Passage provided
----------------------------------------

Oh, thrice bless’d the hour that witness’d
The Briton turn to flee
From the chivalry of Erin
And France’s “fleur de lis.”
As we lay beside our camp-fires,
When the sun had pass’d away,
And thought upon our brethren
Who had perished in the fray,
We prayed to God to grant us,
And then we’d die with joy,
One day upon our own dear land
Like this of Fontenoy.
“Battle of Fontenoy” is reprinted from Historic Poems and Ballads. Ed. Rupert S. Holland. Philadelphia: George W. Jacobs & Co., 1912.
An image from summer 2021 with St. John’s surrounded by scaffolding.
My Trip to Kildare
Kildare Town Square in August 2021. Lots of accommodation for outdoor dining in the spacious town centre area.
It was Heritage Week so reminders of Kildare’s heritage were everywhere; St. Bridget, horses and horse racing. There were a few sheep too from the nearby Curragh.
The bunting outside the turf accountants was jockeys’ silks.
A Wedding and some US Visitors
My niece got married. Covid made much of the planning a nightmare but it was all “alright on the night”.
I was wondering what token to buy for the U.S. branch of the family who were travelling for the occasion. I wanted something small, light, useful and easy to pack but something also that says Ireland. What better than Listowel native Anna Guerin’s Sock Coop’s beautiful socks. I bought them online and they were delivered in 2 days.
They were a big hit!
I know this for a fact
In October 1963, 90 men who worked in Dunlops in Cork were suspended. They took time off without permission to watch a soccer match on TV.
The match that nearly cost them their jobs was England versus The Rest of the World. (Source The Irish Examiner)
Ireland’s Great Hunger Museum in Connecticut, closed for over a year due to COVID-19, will not reopen, owner Quinnipiac University says. The museum is said to hold the world’s largest collection of historic and contemporary Irish famine-related art works. The pandemic has further eroded the museum’s poor financial footing, which surfaced in 2019.
“The university is in active conversations with potential partners with the goal of placing the collection on display at an organization that will increase access to national and international audiences,” Associate Vice President for Public Relations John Morgan wrote in an early August statement.

----------------------------------------

Required actions
(a) Answer these questions from the passage above:
(i) In what year was the book that reprinted "Battle of Fontenoy" published?
(ii) How many men who worked in Dunlops in Cork were suspended in October 1963?
(iii) Which university owns Ireland's Great Hunger Museum?
(b) Please list the reminders of Kildare's heritage that the passage above says were everywhere during Heritage Week.
(c) Repeat everything in the passage above from "It was Heritage" down to "was jockeys’ silks.".

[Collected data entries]
----------------------------------------

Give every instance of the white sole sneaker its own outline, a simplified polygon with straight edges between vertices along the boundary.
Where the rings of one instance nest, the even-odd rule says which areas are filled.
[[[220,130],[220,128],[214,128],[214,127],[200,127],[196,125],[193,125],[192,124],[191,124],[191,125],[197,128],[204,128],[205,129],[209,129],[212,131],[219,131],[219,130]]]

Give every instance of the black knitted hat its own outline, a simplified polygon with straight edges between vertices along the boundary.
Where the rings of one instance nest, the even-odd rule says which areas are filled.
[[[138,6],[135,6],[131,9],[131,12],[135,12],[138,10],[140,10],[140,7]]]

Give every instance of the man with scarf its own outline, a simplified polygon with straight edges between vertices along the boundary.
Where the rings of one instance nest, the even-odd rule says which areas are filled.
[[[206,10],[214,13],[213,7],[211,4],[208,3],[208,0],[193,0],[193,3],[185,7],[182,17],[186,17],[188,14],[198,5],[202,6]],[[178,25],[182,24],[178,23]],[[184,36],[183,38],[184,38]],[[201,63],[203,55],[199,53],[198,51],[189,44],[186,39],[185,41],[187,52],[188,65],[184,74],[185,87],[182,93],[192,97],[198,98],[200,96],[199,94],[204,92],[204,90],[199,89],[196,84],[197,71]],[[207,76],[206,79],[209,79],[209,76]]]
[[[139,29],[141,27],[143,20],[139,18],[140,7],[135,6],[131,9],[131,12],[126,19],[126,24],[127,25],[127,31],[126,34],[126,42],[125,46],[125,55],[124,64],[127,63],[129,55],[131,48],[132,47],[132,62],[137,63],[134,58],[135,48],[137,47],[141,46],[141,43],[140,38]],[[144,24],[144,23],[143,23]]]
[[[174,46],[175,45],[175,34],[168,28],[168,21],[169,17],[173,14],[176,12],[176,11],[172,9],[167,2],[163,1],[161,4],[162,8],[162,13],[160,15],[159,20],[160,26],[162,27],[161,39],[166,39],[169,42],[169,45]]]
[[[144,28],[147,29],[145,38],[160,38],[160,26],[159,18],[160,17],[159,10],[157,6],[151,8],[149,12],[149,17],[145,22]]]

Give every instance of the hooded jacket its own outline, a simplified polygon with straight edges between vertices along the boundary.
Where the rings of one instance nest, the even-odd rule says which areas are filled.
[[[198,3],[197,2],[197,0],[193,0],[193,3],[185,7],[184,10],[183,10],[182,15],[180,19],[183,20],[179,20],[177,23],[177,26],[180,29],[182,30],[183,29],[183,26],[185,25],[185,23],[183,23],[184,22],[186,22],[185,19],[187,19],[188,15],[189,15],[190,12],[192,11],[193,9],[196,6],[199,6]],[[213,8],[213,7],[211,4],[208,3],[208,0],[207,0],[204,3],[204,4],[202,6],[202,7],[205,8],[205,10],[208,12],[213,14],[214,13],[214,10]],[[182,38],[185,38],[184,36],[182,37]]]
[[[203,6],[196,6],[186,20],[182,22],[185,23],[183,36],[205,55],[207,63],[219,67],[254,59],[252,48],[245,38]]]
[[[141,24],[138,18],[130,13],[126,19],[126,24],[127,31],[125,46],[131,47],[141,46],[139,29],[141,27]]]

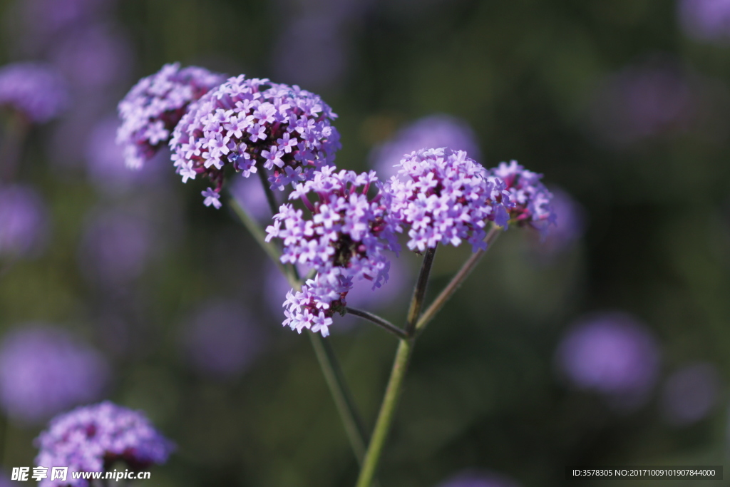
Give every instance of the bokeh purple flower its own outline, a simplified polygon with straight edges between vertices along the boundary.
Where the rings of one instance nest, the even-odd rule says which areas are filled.
[[[371,186],[379,191],[369,199]],[[326,166],[289,195],[290,200],[304,203],[311,219],[292,204],[281,205],[266,228],[266,241],[283,242],[283,263],[317,271],[301,291],[287,294],[285,326],[327,336],[331,317],[345,306],[353,281],[366,279],[374,288],[388,280],[385,252],[398,250],[398,226],[388,210],[390,196],[381,190],[374,171],[358,175]]]
[[[505,475],[467,469],[444,480],[438,487],[519,487],[519,485]]]
[[[227,378],[250,367],[262,351],[265,336],[240,305],[215,301],[193,315],[183,340],[185,356],[196,370]]]
[[[85,224],[78,254],[81,269],[94,283],[131,284],[150,260],[152,239],[144,218],[116,210],[97,212]]]
[[[146,164],[139,171],[130,171],[123,149],[116,142],[119,119],[116,116],[99,120],[91,131],[85,158],[89,180],[104,193],[118,193],[146,183],[159,182],[161,164]],[[167,154],[163,150],[155,158]]]
[[[66,83],[50,66],[18,62],[0,68],[0,107],[28,122],[44,123],[58,116],[69,101]]]
[[[173,129],[199,99],[223,81],[223,76],[194,66],[166,64],[140,80],[119,102],[117,142],[127,166],[139,169],[167,143]]]
[[[720,375],[707,362],[685,365],[672,373],[661,390],[664,419],[675,426],[696,423],[716,405],[720,396]]]
[[[336,117],[319,96],[299,86],[242,74],[191,106],[170,140],[172,160],[183,183],[200,174],[216,192],[228,164],[245,177],[263,166],[272,188],[283,190],[332,164],[339,148],[331,124]]]
[[[481,158],[477,136],[461,118],[437,113],[419,118],[398,131],[388,142],[370,151],[370,165],[383,180],[398,174],[396,165],[406,154],[424,147],[464,150],[477,161]]]
[[[132,61],[128,42],[108,25],[74,29],[54,47],[53,64],[69,83],[82,91],[123,82]]]
[[[408,248],[423,252],[438,244],[458,247],[464,240],[486,248],[488,221],[504,226],[510,205],[504,183],[488,178],[484,168],[464,151],[421,149],[406,154],[399,175],[388,185],[391,210],[408,226]]]
[[[697,105],[685,71],[672,60],[654,58],[606,77],[595,91],[590,116],[599,137],[623,147],[686,131]]]
[[[677,14],[685,34],[699,41],[730,42],[730,1],[679,0]]]
[[[558,188],[550,190],[550,205],[555,215],[555,223],[547,230],[545,238],[537,245],[540,252],[556,254],[570,247],[585,231],[585,210],[572,196]],[[543,221],[542,225],[547,222]]]
[[[556,360],[572,386],[631,407],[642,404],[654,386],[660,352],[646,326],[614,312],[579,320],[561,340]]]
[[[507,185],[510,204],[505,207],[510,223],[529,225],[543,234],[550,231],[556,223],[556,214],[550,206],[553,194],[540,181],[542,175],[526,169],[517,161],[500,163],[489,174]]]
[[[34,423],[99,398],[109,367],[96,350],[62,329],[26,323],[0,345],[0,404],[9,416]]]
[[[77,407],[58,416],[36,439],[36,465],[68,467],[67,480],[39,483],[40,487],[87,487],[85,479],[73,479],[74,472],[103,472],[116,461],[131,469],[164,464],[174,450],[143,413],[105,401]]]
[[[0,257],[40,250],[48,233],[48,211],[30,186],[0,187]]]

----------------------------------------

Answer set
(a)
(i) 1912
(ii) 90
(iii) Quinnipiac University

(b) St. Bridget, horses, horse racing

(c)
It was Heritage Week so reminders of Kildare’s heritage were everywhere; St. Bridget, horses and horse racing. There were a few sheep too from the nearby Curragh.
The bunting outside the turf accountants was jockeys’ silks.